#### Exercício proposto 1
Diga se cada afirmação abaixo concorda com a entrevista sobre a carreira em Psicologia. Responda sim ou não e cite literalmente as palavras da entrevista que decidem a questão. (a) A entrevistada é bolsista do CNPq. (b) Segundo a entrevistada, procurar um psicólogo significa estar doente. (c) A entrevistada é doutora em Filosofia da Educação.

#### Texto fornecido
···
Série Carreiras: Psicologia
Ano 3, n. 9, 2010Entrevistado: Marisa Lopes da Rocha
Data da entrevista: 07/01/2011
Professora adjunta do Departamento de Psicologia Social e Institucional do Instituto de Psicologia, pesquisadora no Programa de Pós-graduação em Psicologia Social e procientista da UERJ. Bolsista do CNPq, é mestre em Filosofia da Educação pelo IESAE/FGV e doutora em psicologia pelo Núcleo de Estudos e Pesquisas da Subjetividade da PUC/SP.
Revista
do Vestibular: Grande parte das pessoas imagina que a atividade dos
psicólogos se limita a atendimentos em consultórios. Em que outras áreas
o psicólogo pode atuar?
Marisa: A
Psicologia tem como foco de estudo e de ação a produção de
subjetividade, isto quer dizer que, ao psicólogo, interessa iluminar
como nos constituímos em meio às relações, às tradições, às instituições
sociais e através de que práticas nos valemos para produzir um lugar no
mundo. Assim, valores, expectativas, ações, afetos e pensamentos são
alvo de nossas pesquisas. O psicólogo como profissional de saúde está
atento à cultura, às condições de existência, às circunstâncias de vida
que são as forças com as quais os homens constroem o mundo e
concomitantemente se constroem. Por saúde, podemos entender a capacidade
de, a cada momento, enfrentar imprevistos e dificuldades, usufruindo de
nossas habilidades para criar novas situações mais favoráveis à
expansão de nossas vidas nos diferentes sentidos. Isso significa que
buscar um contato com o psicólogo não quer dizer que estejamos doentes,
porém que queremos um espaço para pensar nossas escolhas, estratégias e
práticas, analisando o caminho que vimos produzindo. Onde encontrar o
psicólogo? Eles hoje estão nas escolas, nas empresas, nos consultórios,
nos presídios, nos asilos, nas varas de família, nos departamentos de
trânsito, nos órgãos de segurança pública, nos clubes esportivos, ou
seja, estão onde a vida pode ser pensada, reavaliada, transformada,
expandida individual ou coletivamente.
···
#### Entradas extraídas
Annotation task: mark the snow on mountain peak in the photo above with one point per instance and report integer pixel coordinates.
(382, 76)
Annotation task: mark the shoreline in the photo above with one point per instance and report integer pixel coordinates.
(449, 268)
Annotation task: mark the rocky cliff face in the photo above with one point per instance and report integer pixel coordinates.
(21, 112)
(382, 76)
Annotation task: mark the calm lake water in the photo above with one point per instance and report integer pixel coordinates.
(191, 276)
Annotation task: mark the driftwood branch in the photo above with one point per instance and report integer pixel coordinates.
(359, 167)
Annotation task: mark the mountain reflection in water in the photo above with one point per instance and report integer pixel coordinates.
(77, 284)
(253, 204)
···
#### Exercício proposto 2
Reproduza sem nenhuma alteração todas as linhas que aparecem acima, depois da entrevista.

#### Resolução completa 1
(a) Sim: "Bolsista do CNPq".
(b) Não: "buscar um contato com o psicólogo não quer dizer que estejamos doentes".
(c) Não: "é mestre em Filosofia da Educação pelo IESAE/FGV e doutora em psicologia".

#### Resolução completa 2
Annotation task: mark the snow on mountain peak in the photo above with one point per instance and report integer pixel coordinates.
(382, 76)
Annotation task: mark the shoreline in the photo above with one point per instance and report integer pixel coordinates.
(449, 268)
Annotation task: mark the rocky cliff face in the photo above with one point per instance and report integer pixel coordinates.
(21, 112)
(382, 76)
Annotation task: mark the calm lake water in the photo above with one point per instance and report integer pixel coordinates.
(191, 276)
Annotation task: mark the driftwood branch in the photo above with one point per instance and report integer pixel coordinates.
(359, 167)
Annotation task: mark the mountain reflection in water in the photo above with one point per instance and report integer pixel coordinates.
(77, 284)
(253, 204)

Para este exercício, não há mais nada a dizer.